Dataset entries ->
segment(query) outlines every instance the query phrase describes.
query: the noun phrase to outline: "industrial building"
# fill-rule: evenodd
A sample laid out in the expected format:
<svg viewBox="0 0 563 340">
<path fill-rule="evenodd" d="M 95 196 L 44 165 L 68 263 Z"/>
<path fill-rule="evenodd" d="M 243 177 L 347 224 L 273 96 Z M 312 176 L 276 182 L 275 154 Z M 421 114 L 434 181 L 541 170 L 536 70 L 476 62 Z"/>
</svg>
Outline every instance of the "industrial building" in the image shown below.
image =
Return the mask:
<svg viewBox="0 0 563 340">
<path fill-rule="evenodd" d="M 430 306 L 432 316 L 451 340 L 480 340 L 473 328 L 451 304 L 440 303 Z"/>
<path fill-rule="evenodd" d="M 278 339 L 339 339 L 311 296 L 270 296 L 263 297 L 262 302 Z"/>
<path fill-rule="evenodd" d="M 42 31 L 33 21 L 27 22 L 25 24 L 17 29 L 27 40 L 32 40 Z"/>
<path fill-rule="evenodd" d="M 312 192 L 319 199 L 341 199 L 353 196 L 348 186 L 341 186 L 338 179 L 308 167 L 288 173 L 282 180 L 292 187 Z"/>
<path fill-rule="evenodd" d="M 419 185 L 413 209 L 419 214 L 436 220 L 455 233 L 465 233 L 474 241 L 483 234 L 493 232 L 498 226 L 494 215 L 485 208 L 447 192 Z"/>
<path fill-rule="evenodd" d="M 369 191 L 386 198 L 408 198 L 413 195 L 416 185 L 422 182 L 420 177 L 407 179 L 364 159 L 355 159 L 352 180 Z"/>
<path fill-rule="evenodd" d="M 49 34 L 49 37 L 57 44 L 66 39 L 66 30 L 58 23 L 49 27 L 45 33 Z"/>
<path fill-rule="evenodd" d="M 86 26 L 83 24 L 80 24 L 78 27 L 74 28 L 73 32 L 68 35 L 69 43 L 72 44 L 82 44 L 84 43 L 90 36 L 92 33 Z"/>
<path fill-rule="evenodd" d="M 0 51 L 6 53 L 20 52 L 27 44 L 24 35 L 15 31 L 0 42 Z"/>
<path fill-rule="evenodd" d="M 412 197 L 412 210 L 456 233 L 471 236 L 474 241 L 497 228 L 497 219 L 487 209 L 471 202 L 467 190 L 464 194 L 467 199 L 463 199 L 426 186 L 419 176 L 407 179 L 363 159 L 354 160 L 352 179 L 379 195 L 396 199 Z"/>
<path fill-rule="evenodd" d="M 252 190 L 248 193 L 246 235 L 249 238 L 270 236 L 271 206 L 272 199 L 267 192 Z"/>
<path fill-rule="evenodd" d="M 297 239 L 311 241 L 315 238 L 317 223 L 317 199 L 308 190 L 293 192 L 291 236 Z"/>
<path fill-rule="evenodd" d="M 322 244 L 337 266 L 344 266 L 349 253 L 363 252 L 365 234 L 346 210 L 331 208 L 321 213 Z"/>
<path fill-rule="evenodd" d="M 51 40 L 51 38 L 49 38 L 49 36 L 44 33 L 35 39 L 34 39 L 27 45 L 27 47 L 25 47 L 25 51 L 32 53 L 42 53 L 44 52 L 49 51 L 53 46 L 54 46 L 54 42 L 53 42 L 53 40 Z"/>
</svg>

Goal -> Can you copy every line of the data above verbatim, with no changes?

Result of this exercise ->
segment(query) outlines every instance the query phrase describes.
query: the noun phrase to outline: "industrial building"
# fill-rule: evenodd
A sample laid out in the expected format:
<svg viewBox="0 0 563 340">
<path fill-rule="evenodd" d="M 95 196 L 44 165 L 68 263 Z"/>
<path fill-rule="evenodd" d="M 243 177 L 347 224 L 273 96 Z M 312 176 L 276 182 L 275 154 Z M 421 114 L 434 181 L 541 170 L 536 70 L 476 62 Z"/>
</svg>
Outline every instance of the "industrial building" in the image shown below.
image =
Return the mask:
<svg viewBox="0 0 563 340">
<path fill-rule="evenodd" d="M 430 306 L 432 316 L 451 340 L 480 340 L 473 328 L 451 304 L 440 303 Z"/>
<path fill-rule="evenodd" d="M 278 339 L 339 339 L 311 296 L 270 296 L 263 297 L 262 302 Z"/>
<path fill-rule="evenodd" d="M 42 31 L 33 21 L 27 22 L 25 24 L 17 29 L 27 40 L 32 40 Z"/>
<path fill-rule="evenodd" d="M 312 192 L 319 199 L 341 199 L 353 196 L 348 186 L 341 186 L 338 179 L 308 167 L 288 173 L 282 180 L 292 187 Z"/>
<path fill-rule="evenodd" d="M 419 185 L 413 209 L 419 214 L 436 220 L 455 233 L 465 233 L 474 241 L 483 234 L 493 232 L 498 226 L 494 215 L 485 208 L 447 192 Z"/>
<path fill-rule="evenodd" d="M 369 191 L 386 198 L 408 198 L 413 195 L 416 185 L 422 182 L 420 177 L 407 179 L 364 159 L 355 159 L 352 180 Z"/>
<path fill-rule="evenodd" d="M 49 34 L 49 37 L 57 44 L 66 39 L 66 30 L 58 23 L 49 27 L 45 33 Z"/>
<path fill-rule="evenodd" d="M 86 26 L 83 24 L 80 24 L 78 27 L 74 28 L 73 32 L 68 35 L 69 43 L 72 44 L 82 44 L 84 43 L 90 36 L 92 33 Z"/>
<path fill-rule="evenodd" d="M 0 51 L 6 53 L 20 52 L 27 44 L 24 35 L 15 31 L 0 42 Z"/>
<path fill-rule="evenodd" d="M 412 197 L 412 210 L 456 233 L 471 236 L 474 241 L 497 228 L 497 219 L 487 209 L 471 202 L 467 190 L 464 194 L 467 199 L 463 199 L 426 186 L 419 176 L 407 179 L 363 159 L 354 160 L 352 179 L 379 195 L 396 199 Z"/>
<path fill-rule="evenodd" d="M 252 190 L 248 193 L 246 235 L 249 238 L 270 236 L 271 206 L 272 199 L 267 192 Z"/>
<path fill-rule="evenodd" d="M 297 239 L 311 241 L 315 238 L 317 223 L 317 199 L 308 190 L 293 192 L 291 236 Z"/>
<path fill-rule="evenodd" d="M 322 244 L 337 266 L 344 266 L 349 253 L 363 252 L 365 234 L 346 210 L 331 208 L 321 213 Z"/>
<path fill-rule="evenodd" d="M 51 40 L 51 38 L 49 38 L 49 36 L 44 33 L 35 39 L 34 39 L 27 45 L 27 47 L 25 47 L 25 51 L 32 53 L 42 53 L 44 52 L 49 51 L 53 46 L 54 46 L 54 42 L 53 42 L 53 40 Z"/>
</svg>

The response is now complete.